------ Stored records
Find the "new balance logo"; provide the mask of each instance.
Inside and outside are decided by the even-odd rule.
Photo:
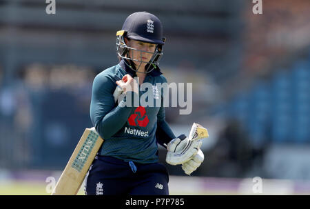
[[[98,182],[96,186],[96,195],[103,195],[103,188],[102,188],[103,183],[101,182]]]
[[[147,20],[147,32],[154,32],[154,25],[153,25],[154,21],[151,19],[148,19]]]
[[[157,183],[156,185],[155,186],[155,188],[162,190],[163,188],[163,184]]]

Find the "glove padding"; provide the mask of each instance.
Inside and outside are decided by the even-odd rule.
[[[202,144],[201,139],[189,140],[185,135],[181,135],[167,146],[166,162],[173,166],[184,164],[196,155]]]
[[[195,171],[201,165],[201,163],[203,163],[205,155],[203,155],[203,151],[199,150],[196,155],[182,165],[182,169],[185,174],[190,175],[191,173]]]

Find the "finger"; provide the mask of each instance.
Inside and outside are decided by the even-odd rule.
[[[130,74],[126,74],[125,75],[124,75],[122,78],[122,80],[126,83],[128,80],[132,80],[132,77],[130,76]]]
[[[194,156],[193,159],[192,159],[195,162],[197,163],[202,163],[203,161],[203,160],[205,159],[205,155],[203,155],[203,151],[201,151],[201,150],[199,150],[197,152],[197,155],[196,155],[195,156]]]
[[[189,175],[191,175],[191,173],[192,173],[196,169],[189,166],[187,164],[183,164],[182,165],[182,169],[184,170],[184,172],[185,172],[185,174]]]
[[[180,143],[180,139],[178,138],[172,139],[167,145],[167,149],[170,152],[176,152],[176,148],[178,144]]]
[[[125,83],[122,80],[116,81],[115,83],[116,83],[116,84],[120,87],[121,87],[123,83]]]
[[[200,162],[196,162],[194,159],[187,161],[185,164],[188,164],[193,168],[198,168],[201,165]]]

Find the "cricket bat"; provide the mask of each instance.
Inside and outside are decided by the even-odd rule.
[[[103,139],[95,128],[86,128],[63,171],[52,195],[75,195],[98,152]]]
[[[122,92],[121,88],[116,86],[113,93],[115,102]],[[94,127],[85,130],[52,195],[75,195],[79,192],[86,173],[103,143],[103,139],[96,132]]]

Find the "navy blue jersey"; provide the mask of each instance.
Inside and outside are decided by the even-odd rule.
[[[156,100],[161,100],[160,106],[143,106],[138,103],[128,107],[124,106],[128,95],[120,103],[115,103],[113,97],[117,86],[115,82],[126,74],[135,77],[134,71],[121,61],[99,73],[94,80],[90,117],[105,140],[99,155],[141,163],[157,162],[157,143],[167,143],[175,138],[165,121],[163,92],[158,94],[156,90],[156,83],[167,83],[167,80],[157,67],[147,74],[143,82],[154,88],[152,97],[147,99],[154,99],[154,106]],[[147,90],[139,88],[139,98]]]

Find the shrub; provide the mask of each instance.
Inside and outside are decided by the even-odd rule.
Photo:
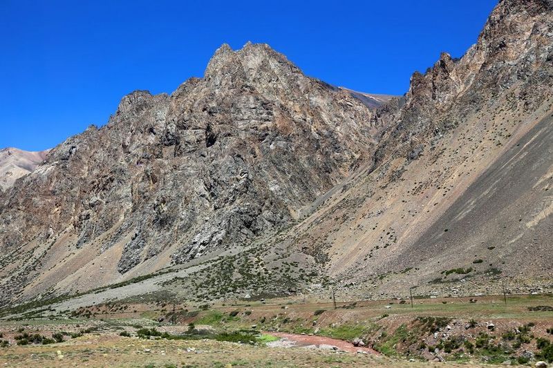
------------
▶ [Aim]: Take the line that contains "Find the shrub;" and every line after it up to the end of the records above, and restate them exactly, without the pictures.

▶ [Written solution]:
Find the shrub; provide the mask of each instance.
Inside and outside are decided by the even-odd rule.
Photo:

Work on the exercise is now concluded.